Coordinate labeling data
──────────────────────────────

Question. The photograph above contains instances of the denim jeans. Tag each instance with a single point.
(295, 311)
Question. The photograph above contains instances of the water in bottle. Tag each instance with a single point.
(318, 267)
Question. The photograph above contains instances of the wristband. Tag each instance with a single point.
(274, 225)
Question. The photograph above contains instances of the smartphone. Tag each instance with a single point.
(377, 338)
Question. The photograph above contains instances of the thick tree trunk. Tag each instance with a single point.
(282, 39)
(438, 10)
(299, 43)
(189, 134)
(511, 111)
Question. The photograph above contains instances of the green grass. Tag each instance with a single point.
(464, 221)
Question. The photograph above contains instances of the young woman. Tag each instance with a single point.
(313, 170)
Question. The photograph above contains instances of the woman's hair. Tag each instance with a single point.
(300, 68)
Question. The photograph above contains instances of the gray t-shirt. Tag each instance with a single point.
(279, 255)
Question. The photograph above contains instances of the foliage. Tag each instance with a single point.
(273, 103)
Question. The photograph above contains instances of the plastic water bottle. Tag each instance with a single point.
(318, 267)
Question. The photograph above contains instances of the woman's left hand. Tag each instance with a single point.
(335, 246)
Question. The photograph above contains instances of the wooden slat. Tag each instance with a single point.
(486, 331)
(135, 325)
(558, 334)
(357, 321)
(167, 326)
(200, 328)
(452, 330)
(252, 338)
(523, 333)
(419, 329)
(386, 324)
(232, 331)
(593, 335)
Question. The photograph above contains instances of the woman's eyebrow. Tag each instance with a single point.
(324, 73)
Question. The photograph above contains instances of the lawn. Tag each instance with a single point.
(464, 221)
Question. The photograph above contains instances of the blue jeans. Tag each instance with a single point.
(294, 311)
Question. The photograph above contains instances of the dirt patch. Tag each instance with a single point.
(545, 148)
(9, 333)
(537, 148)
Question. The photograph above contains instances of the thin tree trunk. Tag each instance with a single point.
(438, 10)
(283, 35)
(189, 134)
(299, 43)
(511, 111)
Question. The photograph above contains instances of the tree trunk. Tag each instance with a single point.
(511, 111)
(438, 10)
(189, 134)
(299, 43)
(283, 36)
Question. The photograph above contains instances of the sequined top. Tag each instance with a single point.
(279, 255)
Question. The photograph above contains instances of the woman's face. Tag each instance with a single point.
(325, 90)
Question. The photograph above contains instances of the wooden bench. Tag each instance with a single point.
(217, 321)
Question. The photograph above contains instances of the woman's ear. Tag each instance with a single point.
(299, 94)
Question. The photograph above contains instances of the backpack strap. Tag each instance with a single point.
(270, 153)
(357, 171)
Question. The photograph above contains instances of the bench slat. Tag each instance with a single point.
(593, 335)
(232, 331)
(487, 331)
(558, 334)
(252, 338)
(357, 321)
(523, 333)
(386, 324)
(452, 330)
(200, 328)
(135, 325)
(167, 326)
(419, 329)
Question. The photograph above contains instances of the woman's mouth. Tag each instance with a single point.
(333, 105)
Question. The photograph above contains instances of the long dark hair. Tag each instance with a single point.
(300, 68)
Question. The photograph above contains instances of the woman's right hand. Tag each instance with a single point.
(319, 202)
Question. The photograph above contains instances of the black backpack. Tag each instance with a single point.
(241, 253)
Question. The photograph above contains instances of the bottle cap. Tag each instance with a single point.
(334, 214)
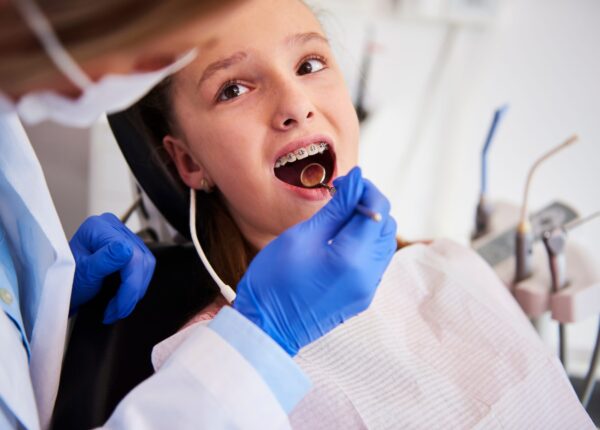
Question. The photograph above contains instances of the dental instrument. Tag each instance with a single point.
(483, 211)
(313, 175)
(555, 243)
(225, 289)
(524, 237)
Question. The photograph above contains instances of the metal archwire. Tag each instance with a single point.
(146, 159)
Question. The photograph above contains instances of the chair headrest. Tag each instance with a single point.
(158, 178)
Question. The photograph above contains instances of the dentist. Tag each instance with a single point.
(70, 61)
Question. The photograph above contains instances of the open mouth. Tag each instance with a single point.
(288, 168)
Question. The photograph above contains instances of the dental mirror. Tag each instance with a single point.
(313, 175)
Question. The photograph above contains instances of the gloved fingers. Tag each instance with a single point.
(106, 260)
(135, 278)
(331, 218)
(138, 244)
(388, 239)
(361, 230)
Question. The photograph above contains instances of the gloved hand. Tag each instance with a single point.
(320, 272)
(103, 245)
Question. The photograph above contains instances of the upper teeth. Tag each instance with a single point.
(301, 153)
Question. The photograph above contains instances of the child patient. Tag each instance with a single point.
(443, 344)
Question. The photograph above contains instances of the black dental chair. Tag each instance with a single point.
(103, 363)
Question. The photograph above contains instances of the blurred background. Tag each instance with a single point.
(427, 75)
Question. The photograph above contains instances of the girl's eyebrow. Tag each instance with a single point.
(222, 65)
(301, 38)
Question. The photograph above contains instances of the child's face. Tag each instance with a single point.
(268, 86)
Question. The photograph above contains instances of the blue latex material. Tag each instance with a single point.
(321, 272)
(103, 245)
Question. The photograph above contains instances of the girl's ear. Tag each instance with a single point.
(191, 172)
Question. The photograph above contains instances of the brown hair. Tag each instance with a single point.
(88, 29)
(228, 251)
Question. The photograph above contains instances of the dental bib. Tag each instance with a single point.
(443, 345)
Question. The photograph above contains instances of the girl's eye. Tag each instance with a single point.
(232, 91)
(311, 66)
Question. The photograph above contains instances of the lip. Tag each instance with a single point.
(314, 194)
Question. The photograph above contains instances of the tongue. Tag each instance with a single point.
(290, 172)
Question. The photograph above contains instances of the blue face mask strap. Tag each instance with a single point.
(40, 26)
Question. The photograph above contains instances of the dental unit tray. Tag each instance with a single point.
(502, 247)
(578, 301)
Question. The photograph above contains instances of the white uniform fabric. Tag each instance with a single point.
(205, 373)
(443, 345)
(207, 382)
(42, 260)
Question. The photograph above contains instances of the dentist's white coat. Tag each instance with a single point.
(206, 384)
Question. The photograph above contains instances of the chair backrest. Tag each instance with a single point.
(103, 363)
(146, 159)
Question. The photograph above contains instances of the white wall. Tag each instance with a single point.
(422, 143)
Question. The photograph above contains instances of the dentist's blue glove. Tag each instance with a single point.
(103, 245)
(320, 272)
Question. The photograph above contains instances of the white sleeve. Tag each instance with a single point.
(213, 381)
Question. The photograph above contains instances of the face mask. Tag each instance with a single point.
(110, 94)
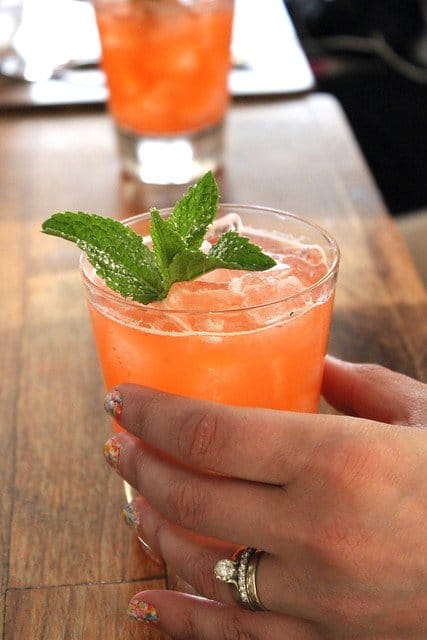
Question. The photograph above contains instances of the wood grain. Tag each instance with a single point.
(68, 562)
(80, 612)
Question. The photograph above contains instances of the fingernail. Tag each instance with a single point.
(143, 611)
(113, 404)
(112, 452)
(131, 515)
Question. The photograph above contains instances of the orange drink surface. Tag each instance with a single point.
(166, 62)
(237, 337)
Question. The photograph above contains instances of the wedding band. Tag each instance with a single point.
(240, 571)
(254, 602)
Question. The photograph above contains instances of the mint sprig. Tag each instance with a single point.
(129, 267)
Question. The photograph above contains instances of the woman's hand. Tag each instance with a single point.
(338, 504)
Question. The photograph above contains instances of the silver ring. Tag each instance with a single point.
(240, 571)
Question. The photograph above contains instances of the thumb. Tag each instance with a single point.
(374, 392)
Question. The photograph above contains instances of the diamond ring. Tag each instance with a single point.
(240, 571)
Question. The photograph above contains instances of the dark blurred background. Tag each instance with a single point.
(372, 55)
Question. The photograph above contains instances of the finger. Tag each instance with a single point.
(282, 586)
(186, 617)
(374, 392)
(253, 444)
(190, 556)
(224, 508)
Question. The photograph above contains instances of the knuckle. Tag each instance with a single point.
(144, 413)
(201, 441)
(187, 503)
(200, 574)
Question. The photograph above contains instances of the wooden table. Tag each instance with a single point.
(68, 563)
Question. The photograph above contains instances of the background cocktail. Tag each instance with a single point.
(167, 69)
(243, 338)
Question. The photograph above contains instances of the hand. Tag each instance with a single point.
(337, 503)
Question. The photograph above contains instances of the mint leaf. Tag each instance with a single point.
(196, 210)
(129, 267)
(166, 240)
(237, 252)
(117, 253)
(190, 264)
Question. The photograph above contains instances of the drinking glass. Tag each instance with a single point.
(236, 337)
(166, 65)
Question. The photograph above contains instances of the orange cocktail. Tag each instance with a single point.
(166, 63)
(243, 338)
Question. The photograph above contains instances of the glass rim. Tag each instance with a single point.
(116, 297)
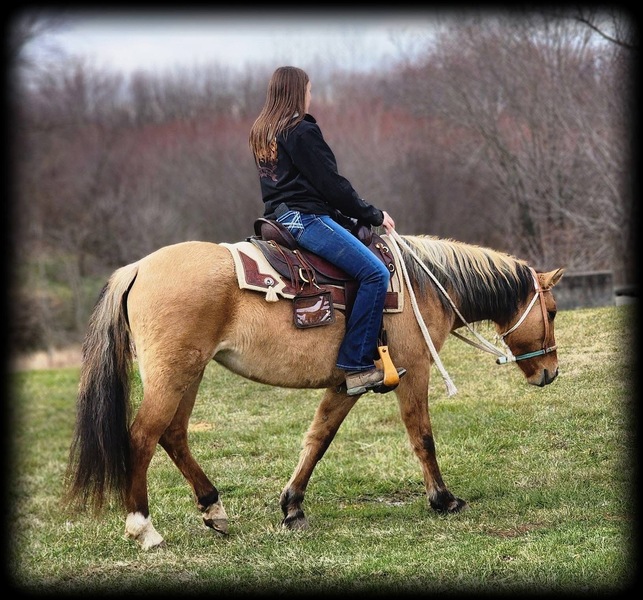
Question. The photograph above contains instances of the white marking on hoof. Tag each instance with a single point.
(140, 528)
(215, 516)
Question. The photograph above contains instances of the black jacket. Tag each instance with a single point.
(305, 178)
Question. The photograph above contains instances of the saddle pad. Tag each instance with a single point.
(254, 272)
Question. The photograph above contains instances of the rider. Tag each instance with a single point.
(302, 189)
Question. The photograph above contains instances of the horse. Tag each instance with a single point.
(181, 307)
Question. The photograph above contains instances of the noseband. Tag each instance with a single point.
(543, 309)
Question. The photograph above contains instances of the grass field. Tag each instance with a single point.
(548, 474)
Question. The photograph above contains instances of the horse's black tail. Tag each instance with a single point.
(99, 457)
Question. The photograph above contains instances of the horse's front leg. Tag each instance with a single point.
(330, 414)
(412, 395)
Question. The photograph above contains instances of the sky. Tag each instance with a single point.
(157, 41)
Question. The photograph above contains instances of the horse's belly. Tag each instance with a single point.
(279, 354)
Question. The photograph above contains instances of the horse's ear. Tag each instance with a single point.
(549, 280)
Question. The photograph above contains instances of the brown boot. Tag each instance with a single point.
(360, 382)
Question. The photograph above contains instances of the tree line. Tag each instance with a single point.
(513, 133)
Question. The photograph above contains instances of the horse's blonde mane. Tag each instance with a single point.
(479, 279)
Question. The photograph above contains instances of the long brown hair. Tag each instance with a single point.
(286, 97)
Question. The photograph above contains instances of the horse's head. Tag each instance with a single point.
(531, 335)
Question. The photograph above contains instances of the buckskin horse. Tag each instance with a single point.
(181, 307)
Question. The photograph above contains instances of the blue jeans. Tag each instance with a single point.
(323, 236)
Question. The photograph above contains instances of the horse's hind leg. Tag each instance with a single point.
(412, 395)
(175, 442)
(330, 414)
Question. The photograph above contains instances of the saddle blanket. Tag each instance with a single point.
(254, 272)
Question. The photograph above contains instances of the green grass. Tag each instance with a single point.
(548, 474)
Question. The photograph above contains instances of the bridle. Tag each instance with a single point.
(539, 291)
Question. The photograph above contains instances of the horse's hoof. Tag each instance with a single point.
(296, 522)
(447, 503)
(216, 518)
(219, 525)
(140, 528)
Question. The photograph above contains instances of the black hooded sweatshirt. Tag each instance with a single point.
(305, 179)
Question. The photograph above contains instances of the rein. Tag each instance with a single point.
(485, 345)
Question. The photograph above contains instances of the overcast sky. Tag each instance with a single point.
(157, 40)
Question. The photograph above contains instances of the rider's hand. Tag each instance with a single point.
(388, 223)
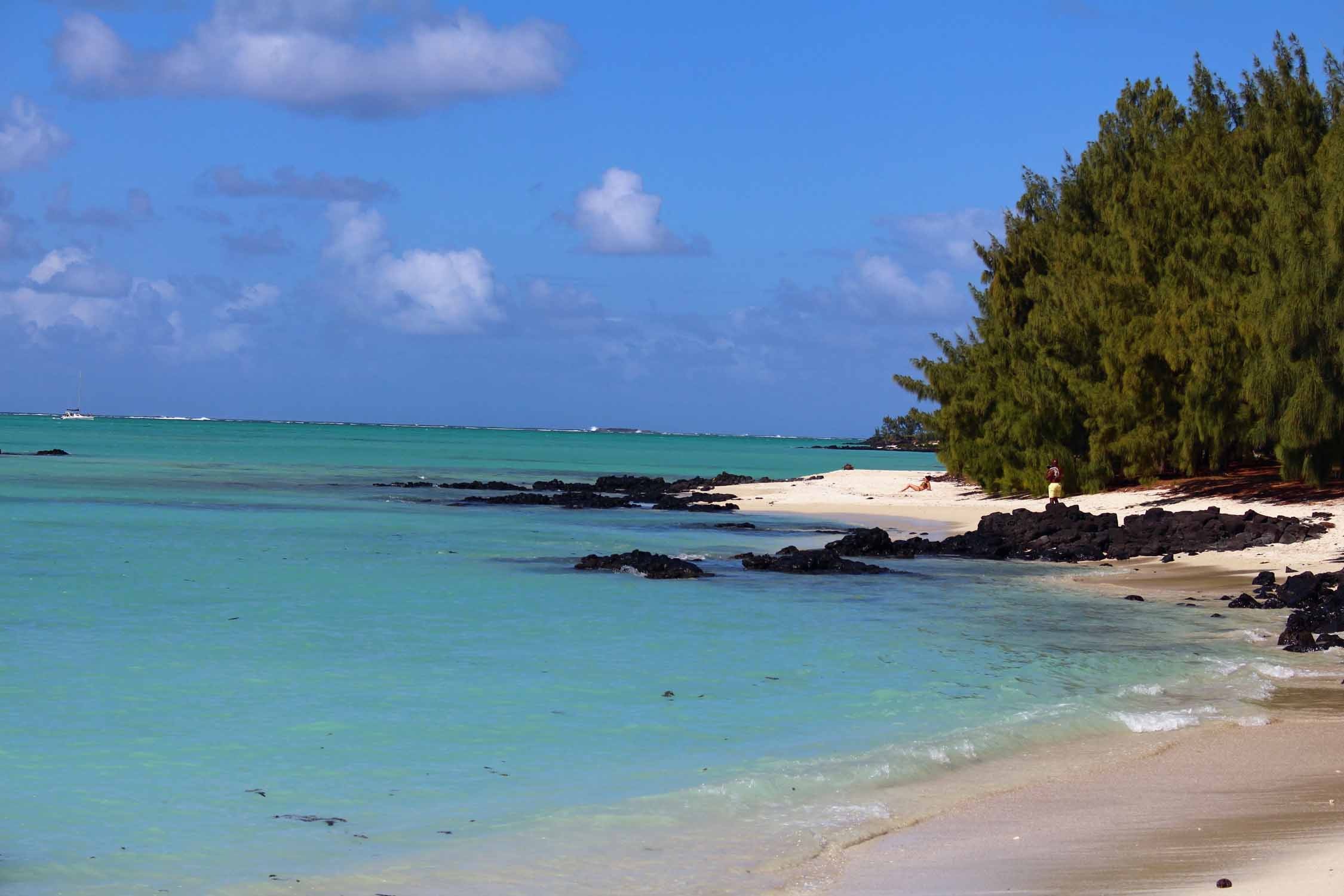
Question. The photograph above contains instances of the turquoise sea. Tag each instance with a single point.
(206, 625)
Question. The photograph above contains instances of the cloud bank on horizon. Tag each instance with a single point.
(307, 56)
(513, 215)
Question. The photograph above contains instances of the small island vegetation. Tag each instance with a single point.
(1171, 303)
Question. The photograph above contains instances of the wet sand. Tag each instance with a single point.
(1171, 814)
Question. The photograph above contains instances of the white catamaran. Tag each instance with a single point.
(73, 413)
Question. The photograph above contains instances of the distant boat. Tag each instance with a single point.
(73, 413)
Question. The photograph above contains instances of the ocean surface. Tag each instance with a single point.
(207, 627)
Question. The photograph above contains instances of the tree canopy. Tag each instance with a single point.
(1173, 301)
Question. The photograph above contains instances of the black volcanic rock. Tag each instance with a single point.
(1297, 641)
(808, 563)
(1066, 533)
(652, 566)
(569, 500)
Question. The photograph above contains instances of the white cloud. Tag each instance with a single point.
(26, 137)
(57, 261)
(948, 234)
(314, 57)
(417, 292)
(619, 218)
(69, 288)
(249, 303)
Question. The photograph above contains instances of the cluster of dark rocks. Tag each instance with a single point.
(652, 566)
(1316, 603)
(791, 559)
(1066, 533)
(605, 493)
(815, 562)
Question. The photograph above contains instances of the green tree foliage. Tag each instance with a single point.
(913, 429)
(1171, 303)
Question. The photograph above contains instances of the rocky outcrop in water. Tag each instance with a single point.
(1316, 603)
(569, 500)
(610, 492)
(651, 566)
(1066, 533)
(815, 562)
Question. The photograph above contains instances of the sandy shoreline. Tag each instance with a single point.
(1155, 813)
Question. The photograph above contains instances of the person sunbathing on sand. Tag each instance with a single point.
(923, 485)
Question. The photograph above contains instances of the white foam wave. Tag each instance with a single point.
(1275, 671)
(1168, 720)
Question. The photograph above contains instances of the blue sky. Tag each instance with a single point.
(734, 218)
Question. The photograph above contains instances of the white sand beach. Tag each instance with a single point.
(1151, 813)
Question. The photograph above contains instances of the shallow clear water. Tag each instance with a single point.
(192, 610)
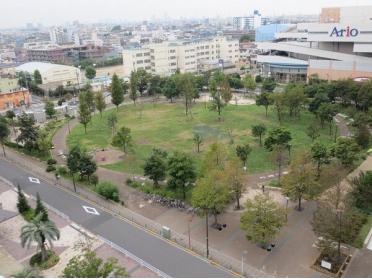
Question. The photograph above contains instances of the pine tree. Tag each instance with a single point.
(41, 209)
(22, 204)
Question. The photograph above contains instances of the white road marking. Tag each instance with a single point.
(90, 210)
(34, 180)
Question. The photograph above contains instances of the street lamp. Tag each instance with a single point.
(245, 252)
(286, 209)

──────────────────────────────

## GIVEN INSTRUCTION
Rewrite the records above starting at the line containing "canopy. Tag each instance with a single point." and ending at the line containing "(1168, 720)", adding -24 to every coordinate in the answers and reproducing each request line unchanged.

## FINISHED TASK
Question. The photograph above contains instances of the tree canopy. Tag each instance with a single point.
(1149, 277)
Question. The photograph above contains instances of the black volcanic rock. Tag each instance with a single point.
(1273, 617)
(784, 539)
(1042, 509)
(628, 542)
(545, 476)
Question. The photograph above contains instances of the white cloud. Tag each instance with a single point.
(2, 113)
(33, 237)
(924, 210)
(290, 33)
(393, 268)
(595, 194)
(45, 264)
(225, 279)
Question. The photograph above contains instances of the cluster of dark rocks. Tag each instance with a single point.
(628, 542)
(1292, 579)
(767, 535)
(1042, 509)
(581, 469)
(791, 538)
Question. The photograph above contains instances of the green tree foliage. Tag each instance with a single point.
(889, 405)
(1147, 279)
Question. The photograph above contains instances of the rocky outcrop in water. Tag each instance with a single point.
(1292, 579)
(545, 476)
(586, 468)
(627, 542)
(1042, 509)
(791, 538)
Question. The photograph above contains instances of the sandy shoreline. Tag each instance with a single point.
(1131, 789)
Question. The photograph above contains instances of the person sunbathing on sand. Tag each instance with a single point.
(899, 461)
Question. The photograph above contains instances of the white foam wave. Tag each instance with a single point.
(1251, 647)
(1144, 696)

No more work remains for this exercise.